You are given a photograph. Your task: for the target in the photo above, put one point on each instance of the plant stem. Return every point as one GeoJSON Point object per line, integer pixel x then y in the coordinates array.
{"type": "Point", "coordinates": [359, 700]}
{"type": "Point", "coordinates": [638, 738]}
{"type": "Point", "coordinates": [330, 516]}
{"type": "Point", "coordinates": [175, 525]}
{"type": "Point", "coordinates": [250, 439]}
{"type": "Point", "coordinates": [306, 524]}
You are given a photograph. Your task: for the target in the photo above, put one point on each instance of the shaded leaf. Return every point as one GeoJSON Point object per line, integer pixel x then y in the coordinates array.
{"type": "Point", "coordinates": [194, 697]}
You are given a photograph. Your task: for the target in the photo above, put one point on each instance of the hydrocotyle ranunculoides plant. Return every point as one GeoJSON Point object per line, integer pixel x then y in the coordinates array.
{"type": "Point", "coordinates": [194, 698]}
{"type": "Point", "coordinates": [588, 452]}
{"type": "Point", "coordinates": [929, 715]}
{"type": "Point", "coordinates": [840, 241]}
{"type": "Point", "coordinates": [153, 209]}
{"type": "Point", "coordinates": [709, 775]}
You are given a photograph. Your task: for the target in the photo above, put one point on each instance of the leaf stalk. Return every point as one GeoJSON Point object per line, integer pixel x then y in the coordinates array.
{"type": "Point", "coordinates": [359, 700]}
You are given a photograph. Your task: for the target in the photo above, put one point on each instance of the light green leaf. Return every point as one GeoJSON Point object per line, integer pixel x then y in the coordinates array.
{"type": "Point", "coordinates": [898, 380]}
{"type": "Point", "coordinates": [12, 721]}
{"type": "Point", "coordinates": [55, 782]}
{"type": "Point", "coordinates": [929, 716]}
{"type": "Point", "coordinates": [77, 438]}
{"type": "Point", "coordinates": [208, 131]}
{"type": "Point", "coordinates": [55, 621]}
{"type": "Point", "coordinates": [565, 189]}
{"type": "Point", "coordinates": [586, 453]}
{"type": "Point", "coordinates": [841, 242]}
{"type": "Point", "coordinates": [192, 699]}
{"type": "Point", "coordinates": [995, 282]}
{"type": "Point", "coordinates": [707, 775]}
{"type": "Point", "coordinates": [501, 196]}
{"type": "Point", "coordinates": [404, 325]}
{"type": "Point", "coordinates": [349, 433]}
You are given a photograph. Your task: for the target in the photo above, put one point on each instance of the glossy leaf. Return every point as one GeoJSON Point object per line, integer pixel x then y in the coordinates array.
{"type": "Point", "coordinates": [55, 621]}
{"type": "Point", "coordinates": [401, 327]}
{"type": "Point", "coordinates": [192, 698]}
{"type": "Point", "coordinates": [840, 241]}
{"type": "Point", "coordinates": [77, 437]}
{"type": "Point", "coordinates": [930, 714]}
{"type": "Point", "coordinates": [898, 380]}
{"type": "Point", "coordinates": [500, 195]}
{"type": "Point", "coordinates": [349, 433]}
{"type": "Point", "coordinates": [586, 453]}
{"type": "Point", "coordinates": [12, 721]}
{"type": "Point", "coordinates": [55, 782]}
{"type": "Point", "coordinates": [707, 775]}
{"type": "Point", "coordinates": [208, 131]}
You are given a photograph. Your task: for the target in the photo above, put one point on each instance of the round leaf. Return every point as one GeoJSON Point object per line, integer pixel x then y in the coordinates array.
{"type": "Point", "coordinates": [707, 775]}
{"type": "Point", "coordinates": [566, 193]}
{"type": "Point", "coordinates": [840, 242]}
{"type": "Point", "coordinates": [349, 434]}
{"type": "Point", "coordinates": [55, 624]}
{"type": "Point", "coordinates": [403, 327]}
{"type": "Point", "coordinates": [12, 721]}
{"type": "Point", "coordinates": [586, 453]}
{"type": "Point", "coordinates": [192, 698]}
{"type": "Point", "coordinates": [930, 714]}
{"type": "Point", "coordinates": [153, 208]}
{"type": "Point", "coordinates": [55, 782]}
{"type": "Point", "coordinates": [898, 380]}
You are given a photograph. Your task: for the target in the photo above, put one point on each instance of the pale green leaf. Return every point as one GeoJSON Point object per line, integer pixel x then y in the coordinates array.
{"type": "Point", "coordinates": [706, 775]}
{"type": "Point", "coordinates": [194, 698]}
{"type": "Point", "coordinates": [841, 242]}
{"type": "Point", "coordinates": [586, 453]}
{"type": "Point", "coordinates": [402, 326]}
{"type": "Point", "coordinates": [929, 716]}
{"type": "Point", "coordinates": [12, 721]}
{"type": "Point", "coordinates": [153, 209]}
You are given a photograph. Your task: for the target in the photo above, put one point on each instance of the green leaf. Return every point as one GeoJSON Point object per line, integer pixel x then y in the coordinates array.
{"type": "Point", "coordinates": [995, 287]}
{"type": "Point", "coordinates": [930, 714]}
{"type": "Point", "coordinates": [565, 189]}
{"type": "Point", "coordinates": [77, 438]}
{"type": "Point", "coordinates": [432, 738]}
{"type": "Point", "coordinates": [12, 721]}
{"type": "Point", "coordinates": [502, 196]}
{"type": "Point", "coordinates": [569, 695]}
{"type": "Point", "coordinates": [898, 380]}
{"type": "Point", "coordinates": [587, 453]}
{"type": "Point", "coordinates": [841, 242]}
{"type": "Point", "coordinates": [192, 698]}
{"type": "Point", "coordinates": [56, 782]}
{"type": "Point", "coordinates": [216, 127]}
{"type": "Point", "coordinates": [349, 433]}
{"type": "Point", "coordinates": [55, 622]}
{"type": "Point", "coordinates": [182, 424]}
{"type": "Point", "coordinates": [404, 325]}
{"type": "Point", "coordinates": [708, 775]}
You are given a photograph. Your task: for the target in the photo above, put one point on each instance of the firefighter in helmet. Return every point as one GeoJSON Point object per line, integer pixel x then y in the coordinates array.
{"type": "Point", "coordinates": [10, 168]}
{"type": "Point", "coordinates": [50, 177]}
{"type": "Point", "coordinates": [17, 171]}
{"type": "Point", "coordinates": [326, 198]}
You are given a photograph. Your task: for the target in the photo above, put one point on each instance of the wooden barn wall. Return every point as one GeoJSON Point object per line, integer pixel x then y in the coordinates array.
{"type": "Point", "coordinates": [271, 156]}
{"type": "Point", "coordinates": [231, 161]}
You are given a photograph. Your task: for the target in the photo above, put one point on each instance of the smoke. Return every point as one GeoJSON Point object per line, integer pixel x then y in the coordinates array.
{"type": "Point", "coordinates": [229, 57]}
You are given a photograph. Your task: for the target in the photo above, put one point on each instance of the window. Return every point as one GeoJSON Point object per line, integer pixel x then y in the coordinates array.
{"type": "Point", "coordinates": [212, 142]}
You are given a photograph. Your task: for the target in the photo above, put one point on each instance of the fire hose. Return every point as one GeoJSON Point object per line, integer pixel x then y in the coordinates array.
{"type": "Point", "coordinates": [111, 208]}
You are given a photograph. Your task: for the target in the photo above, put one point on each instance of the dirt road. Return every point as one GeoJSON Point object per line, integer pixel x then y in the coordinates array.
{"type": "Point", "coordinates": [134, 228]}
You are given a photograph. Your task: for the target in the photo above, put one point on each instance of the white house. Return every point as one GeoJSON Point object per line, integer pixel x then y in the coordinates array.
_____
**What you have to do:**
Make an exact copy of all the data.

**Result of the exercise:**
You are given a photograph. Your task: for the target in the photo above, put one point on each instance of the plant stem. Return every point as one GeoJSON Point object per line, integer pixel x then y in the coordinates array.
{"type": "Point", "coordinates": [359, 700]}
{"type": "Point", "coordinates": [638, 738]}
{"type": "Point", "coordinates": [330, 516]}
{"type": "Point", "coordinates": [175, 525]}
{"type": "Point", "coordinates": [250, 439]}
{"type": "Point", "coordinates": [306, 524]}
You are given a photograph. Your task: for the target in the photo above, put one point on each instance of the shaded leaf. Return every point as one GeoJSON Point object per line, integer pixel x then y in the coordinates array.
{"type": "Point", "coordinates": [194, 697]}
You are given a photograph. Your task: for the target in the photo above, put one point on each instance of the hydrocotyle ranunculoides plant. Return every point as one GeoJSON Point object per line, integer pixel x then y in the coordinates array.
{"type": "Point", "coordinates": [194, 698]}
{"type": "Point", "coordinates": [588, 452]}
{"type": "Point", "coordinates": [929, 715]}
{"type": "Point", "coordinates": [840, 241]}
{"type": "Point", "coordinates": [153, 209]}
{"type": "Point", "coordinates": [709, 775]}
You are given a photograph. Your task: for the target in the photo above, put one point on each instance of the leaf stalk. Return every point as one GeoJSON Point object per line, integer pixel x then y in the coordinates array.
{"type": "Point", "coordinates": [359, 700]}
You are given a photograph. Your task: for the target in the photo above, put one point on each instance of the light green leaf. Return every point as one GeoJSON Point object per line, integer pixel x then y in the coordinates array.
{"type": "Point", "coordinates": [898, 380]}
{"type": "Point", "coordinates": [12, 721]}
{"type": "Point", "coordinates": [55, 782]}
{"type": "Point", "coordinates": [929, 716]}
{"type": "Point", "coordinates": [77, 438]}
{"type": "Point", "coordinates": [208, 131]}
{"type": "Point", "coordinates": [55, 621]}
{"type": "Point", "coordinates": [565, 189]}
{"type": "Point", "coordinates": [586, 453]}
{"type": "Point", "coordinates": [841, 242]}
{"type": "Point", "coordinates": [192, 699]}
{"type": "Point", "coordinates": [995, 282]}
{"type": "Point", "coordinates": [707, 775]}
{"type": "Point", "coordinates": [501, 196]}
{"type": "Point", "coordinates": [404, 325]}
{"type": "Point", "coordinates": [349, 433]}
You are given a photograph. Your task: for the target in the photo above, put one point on each instance of the glossy leaf. Return every point as one GeoJSON Point object per line, integer pixel x then y in the coordinates array.
{"type": "Point", "coordinates": [55, 621]}
{"type": "Point", "coordinates": [401, 327]}
{"type": "Point", "coordinates": [192, 698]}
{"type": "Point", "coordinates": [840, 241]}
{"type": "Point", "coordinates": [77, 437]}
{"type": "Point", "coordinates": [930, 714]}
{"type": "Point", "coordinates": [898, 380]}
{"type": "Point", "coordinates": [500, 195]}
{"type": "Point", "coordinates": [349, 433]}
{"type": "Point", "coordinates": [586, 453]}
{"type": "Point", "coordinates": [12, 721]}
{"type": "Point", "coordinates": [55, 782]}
{"type": "Point", "coordinates": [707, 775]}
{"type": "Point", "coordinates": [208, 131]}
You are given a photograph. Your task: for the target in the photo above, put one point on each instance of the round leaf. Return every point as one GeoJSON Point object per line, integer pixel x then y in the coordinates array.
{"type": "Point", "coordinates": [707, 775]}
{"type": "Point", "coordinates": [566, 193]}
{"type": "Point", "coordinates": [840, 242]}
{"type": "Point", "coordinates": [349, 434]}
{"type": "Point", "coordinates": [55, 624]}
{"type": "Point", "coordinates": [403, 327]}
{"type": "Point", "coordinates": [12, 721]}
{"type": "Point", "coordinates": [586, 453]}
{"type": "Point", "coordinates": [192, 698]}
{"type": "Point", "coordinates": [930, 714]}
{"type": "Point", "coordinates": [153, 208]}
{"type": "Point", "coordinates": [55, 782]}
{"type": "Point", "coordinates": [898, 380]}
You are given a photograph. Your task: for the target in the photo above, put one point on each instance of the pale green leaf. Return every point as one GeoJSON Point object per line, integer pixel x then y in the coordinates array.
{"type": "Point", "coordinates": [706, 775]}
{"type": "Point", "coordinates": [194, 698]}
{"type": "Point", "coordinates": [841, 242]}
{"type": "Point", "coordinates": [586, 453]}
{"type": "Point", "coordinates": [402, 326]}
{"type": "Point", "coordinates": [929, 716]}
{"type": "Point", "coordinates": [12, 721]}
{"type": "Point", "coordinates": [153, 209]}
You are given a photograph. Your task: for the target in the photo above, put one point on each instance of the green leaf. Return every point as one GeoJSON Point object per line, integer pixel x then y in the coordinates array.
{"type": "Point", "coordinates": [995, 287]}
{"type": "Point", "coordinates": [930, 714]}
{"type": "Point", "coordinates": [565, 189]}
{"type": "Point", "coordinates": [77, 438]}
{"type": "Point", "coordinates": [432, 738]}
{"type": "Point", "coordinates": [12, 721]}
{"type": "Point", "coordinates": [502, 196]}
{"type": "Point", "coordinates": [569, 695]}
{"type": "Point", "coordinates": [898, 380]}
{"type": "Point", "coordinates": [587, 453]}
{"type": "Point", "coordinates": [841, 242]}
{"type": "Point", "coordinates": [192, 698]}
{"type": "Point", "coordinates": [56, 782]}
{"type": "Point", "coordinates": [216, 127]}
{"type": "Point", "coordinates": [349, 433]}
{"type": "Point", "coordinates": [55, 622]}
{"type": "Point", "coordinates": [182, 424]}
{"type": "Point", "coordinates": [404, 325]}
{"type": "Point", "coordinates": [708, 775]}
You are given a photograph. Your task: for the target in the photo above, put one point on each instance of the firefighter in helmet. Return every point as one GeoJSON Point object per line, integer pixel x then y in the coordinates array.
{"type": "Point", "coordinates": [10, 168]}
{"type": "Point", "coordinates": [50, 177]}
{"type": "Point", "coordinates": [17, 171]}
{"type": "Point", "coordinates": [326, 198]}
You are given a photograph. Your task: for the target in the photo above, put one point on each instance of the wooden barn wall. Return every point as one GeoJSON Point object per line, integer pixel x then y in the coordinates array.
{"type": "Point", "coordinates": [271, 156]}
{"type": "Point", "coordinates": [231, 161]}
You are given a photograph. Your task: for the target in the photo above, put one point on each instance of the smoke. Return every point as one GeoJSON Point object per line, integer pixel x then y in the coordinates array.
{"type": "Point", "coordinates": [229, 57]}
You are given a photograph. Your task: for the target in the photo above, put one point on each instance of the window. Return every point as one GeoJSON Point object per line, integer pixel x then y in the coordinates array.
{"type": "Point", "coordinates": [212, 142]}
You are given a photograph. Your task: for the target in the photo above, put one point on each instance of the fire hose. Return every point as one GeoJSON Point object per line, integer pixel x then y in the coordinates array.
{"type": "Point", "coordinates": [111, 208]}
You are given a photograph. Your task: for the target in the photo above, put one point on each instance of the dirt road. Return every point as one GeoJSON Point object per line, integer pixel x then y in the coordinates array.
{"type": "Point", "coordinates": [134, 228]}
You are given a photograph. Your task: for the target in the photo above, put one point on each instance of the white house. Return every point as one GeoJSON Point object per line, integer pixel x then y in the coordinates array.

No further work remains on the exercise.